* **Document segment**

Israeli Property Tax Reform Adds Nearly One Billion Shekels in Discounts, Shifts Burden to Local Authorities

MaarivCenter
Translated & summarized from Maariv by baba
The story · English

The Israeli government recently implemented a reform in property tax (arnona) discounts aimed at reducing economic inequality by adjusting eligibility criteria and increasing income thresholds. This reform, published about two and a half months ago, expanded the number of households eligible for discounts from approximately 740,000 to 840,000, raising the total discount amount from 2.2 billion shekels to an estimated 3.2 billion shekels annually, an increase of nearly one billion shekels or 49%.

The previous model disproportionately favored larger households, benefiting certain political and social sectors. The new model attempts to correct this by reducing the weight given to additional household members while broadening eligibility to many households that were previously excluded. However, instead of lowering benefits, the reform effectively raises the income thresholds, increasing the overall financial burden.

* **Task list**
1) Answer these questions using the article on Israel's property tax reform:
(a) How many households were eligible for discounts before the reform, and how many are eligible after it?
(b) To what does the new model give less weight?
(c) About how long ago was the reform published?
2) Summarize the article on Israel's property tax reform in two sentences.
3) Write the next few paragraphs of the article on Israel's property tax reform, picking up after its final sentence.
The rows that follow have no connection to the article on Israel's property tax reform.

* **Raw data**
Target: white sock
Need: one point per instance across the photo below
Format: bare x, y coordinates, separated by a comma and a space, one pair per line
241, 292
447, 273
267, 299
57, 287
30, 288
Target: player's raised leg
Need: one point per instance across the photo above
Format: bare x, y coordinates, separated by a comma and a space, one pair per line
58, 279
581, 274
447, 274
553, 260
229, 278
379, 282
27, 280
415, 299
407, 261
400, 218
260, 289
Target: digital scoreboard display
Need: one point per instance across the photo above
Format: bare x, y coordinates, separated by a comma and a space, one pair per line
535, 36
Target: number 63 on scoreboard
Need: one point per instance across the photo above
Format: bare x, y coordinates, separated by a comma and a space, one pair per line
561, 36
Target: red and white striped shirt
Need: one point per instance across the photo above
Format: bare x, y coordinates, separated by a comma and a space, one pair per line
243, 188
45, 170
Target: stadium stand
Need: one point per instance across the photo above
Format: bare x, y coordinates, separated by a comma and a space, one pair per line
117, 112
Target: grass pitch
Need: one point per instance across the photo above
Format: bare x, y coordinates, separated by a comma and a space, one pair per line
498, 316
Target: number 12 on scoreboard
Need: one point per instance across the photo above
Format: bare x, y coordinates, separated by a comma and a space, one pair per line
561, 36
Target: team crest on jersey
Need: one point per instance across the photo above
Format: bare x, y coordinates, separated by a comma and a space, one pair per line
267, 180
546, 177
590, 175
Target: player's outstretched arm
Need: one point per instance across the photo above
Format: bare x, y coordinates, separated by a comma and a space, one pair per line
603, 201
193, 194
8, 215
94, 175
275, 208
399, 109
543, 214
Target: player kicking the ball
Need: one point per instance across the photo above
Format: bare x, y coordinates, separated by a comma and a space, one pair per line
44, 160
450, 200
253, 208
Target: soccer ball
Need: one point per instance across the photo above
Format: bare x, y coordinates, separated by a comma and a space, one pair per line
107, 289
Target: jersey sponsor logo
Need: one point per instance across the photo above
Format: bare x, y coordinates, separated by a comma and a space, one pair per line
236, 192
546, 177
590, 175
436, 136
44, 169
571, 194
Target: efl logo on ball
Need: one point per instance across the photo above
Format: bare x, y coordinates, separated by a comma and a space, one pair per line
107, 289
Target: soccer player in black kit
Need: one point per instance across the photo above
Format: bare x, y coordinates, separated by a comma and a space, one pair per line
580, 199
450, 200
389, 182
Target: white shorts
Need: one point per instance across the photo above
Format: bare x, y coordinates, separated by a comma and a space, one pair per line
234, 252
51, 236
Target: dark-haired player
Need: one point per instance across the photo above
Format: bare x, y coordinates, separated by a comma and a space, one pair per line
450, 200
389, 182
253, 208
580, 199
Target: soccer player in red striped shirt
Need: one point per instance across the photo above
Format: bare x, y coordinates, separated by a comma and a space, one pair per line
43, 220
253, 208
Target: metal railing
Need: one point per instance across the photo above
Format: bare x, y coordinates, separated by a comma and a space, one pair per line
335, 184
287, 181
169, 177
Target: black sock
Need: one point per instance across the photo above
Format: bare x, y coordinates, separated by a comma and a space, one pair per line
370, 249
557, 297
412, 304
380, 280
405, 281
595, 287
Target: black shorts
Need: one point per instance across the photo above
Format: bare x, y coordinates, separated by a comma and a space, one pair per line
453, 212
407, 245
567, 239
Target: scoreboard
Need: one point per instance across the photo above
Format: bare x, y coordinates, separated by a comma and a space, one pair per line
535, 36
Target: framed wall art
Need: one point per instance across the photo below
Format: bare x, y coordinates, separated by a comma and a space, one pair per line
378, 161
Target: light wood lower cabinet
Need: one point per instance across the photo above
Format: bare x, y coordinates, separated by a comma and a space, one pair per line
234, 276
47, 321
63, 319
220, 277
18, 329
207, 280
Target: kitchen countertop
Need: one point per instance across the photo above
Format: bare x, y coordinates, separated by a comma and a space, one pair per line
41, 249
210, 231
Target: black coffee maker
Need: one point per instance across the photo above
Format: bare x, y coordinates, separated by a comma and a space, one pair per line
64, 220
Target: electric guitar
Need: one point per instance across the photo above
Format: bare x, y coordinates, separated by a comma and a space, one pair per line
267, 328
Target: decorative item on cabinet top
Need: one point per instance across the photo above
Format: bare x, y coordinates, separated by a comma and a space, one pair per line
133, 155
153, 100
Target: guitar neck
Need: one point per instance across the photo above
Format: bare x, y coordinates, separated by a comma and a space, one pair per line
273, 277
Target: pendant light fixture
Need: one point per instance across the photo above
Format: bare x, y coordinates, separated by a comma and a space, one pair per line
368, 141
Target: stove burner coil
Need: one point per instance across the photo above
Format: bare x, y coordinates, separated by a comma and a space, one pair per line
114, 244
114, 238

==

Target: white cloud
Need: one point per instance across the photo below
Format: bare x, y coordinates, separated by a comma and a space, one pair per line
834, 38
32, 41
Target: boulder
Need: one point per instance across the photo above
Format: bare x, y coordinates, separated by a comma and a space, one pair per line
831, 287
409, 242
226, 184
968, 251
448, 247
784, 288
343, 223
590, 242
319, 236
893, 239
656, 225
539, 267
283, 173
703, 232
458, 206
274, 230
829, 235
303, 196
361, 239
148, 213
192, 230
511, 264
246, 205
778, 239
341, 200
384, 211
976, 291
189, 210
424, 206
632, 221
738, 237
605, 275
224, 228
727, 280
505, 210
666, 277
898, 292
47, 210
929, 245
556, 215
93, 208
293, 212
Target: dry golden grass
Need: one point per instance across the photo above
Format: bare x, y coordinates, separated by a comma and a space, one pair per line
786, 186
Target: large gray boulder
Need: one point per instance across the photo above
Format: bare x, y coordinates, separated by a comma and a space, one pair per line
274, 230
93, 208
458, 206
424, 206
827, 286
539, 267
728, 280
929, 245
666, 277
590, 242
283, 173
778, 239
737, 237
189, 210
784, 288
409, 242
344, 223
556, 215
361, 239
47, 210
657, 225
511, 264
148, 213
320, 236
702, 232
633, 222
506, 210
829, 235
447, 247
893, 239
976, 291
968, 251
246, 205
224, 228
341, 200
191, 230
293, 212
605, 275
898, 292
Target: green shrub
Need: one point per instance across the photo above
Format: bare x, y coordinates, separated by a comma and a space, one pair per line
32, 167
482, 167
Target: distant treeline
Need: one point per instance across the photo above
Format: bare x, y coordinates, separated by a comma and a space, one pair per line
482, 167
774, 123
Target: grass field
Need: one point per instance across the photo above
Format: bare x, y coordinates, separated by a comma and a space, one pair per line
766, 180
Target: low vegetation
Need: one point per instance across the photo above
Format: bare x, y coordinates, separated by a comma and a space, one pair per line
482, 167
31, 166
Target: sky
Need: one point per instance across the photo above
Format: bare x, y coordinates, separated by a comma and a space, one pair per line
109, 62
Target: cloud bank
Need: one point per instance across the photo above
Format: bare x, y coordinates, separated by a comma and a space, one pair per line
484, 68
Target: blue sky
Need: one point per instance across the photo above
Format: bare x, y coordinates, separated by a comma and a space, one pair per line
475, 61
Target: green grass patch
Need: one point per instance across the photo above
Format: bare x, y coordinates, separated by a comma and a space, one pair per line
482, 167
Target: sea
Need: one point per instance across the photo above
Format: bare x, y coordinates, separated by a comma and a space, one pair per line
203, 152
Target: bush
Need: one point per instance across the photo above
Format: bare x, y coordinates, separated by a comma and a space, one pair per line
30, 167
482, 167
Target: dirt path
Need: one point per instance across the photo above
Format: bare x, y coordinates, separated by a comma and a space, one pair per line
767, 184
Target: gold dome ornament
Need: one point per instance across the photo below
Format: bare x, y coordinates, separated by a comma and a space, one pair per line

* **Expected outputs**
1)
(a) About 740,000 households were eligible before the reform, and 840,000 are eligible after it.
(b) It gives less weight to additional household members.
(c) About two and a half months ago.

2) Israel's reform of property tax (arnona) discounts increased eligible households from about 740,000 to 840,000 and raised total annual discounts from 2.2 billion to an estimated 3.2 billion shekels. It shifts away from a model that favored larger households by giving additional members less weight and broadening eligibility, and it raises income thresholds rather than lowering benefits, which increases the overall financial burden.

3)
This additional cost is not directly funded by the central government budget but is instead passed on to local municipalities, many of which are already financially strained. These municipalities must absorb the increased discount costs, leading to budget deficits that are later compensated through state-provided balancing grants. This mechanism allows the government to avoid upfront budget allocations and parliamentary scrutiny, effectively shifting the financial responsibility and administrative challenges to local authorities.

Critics argue that while the reform aims to reduce inequality, it does so through a budgetary workaround that complicates municipal finances and risks reducing local services. The article highlights the broader issue of how social policy is implemented in Israel, often relying on indirect funding routes rather than direct budgetary support, which can obscure the true fiscal impact and accountability.

The reform's impact will be closely watched as municipalities adjust to the new financial realities and as the government balances social goals with fiscal constraints.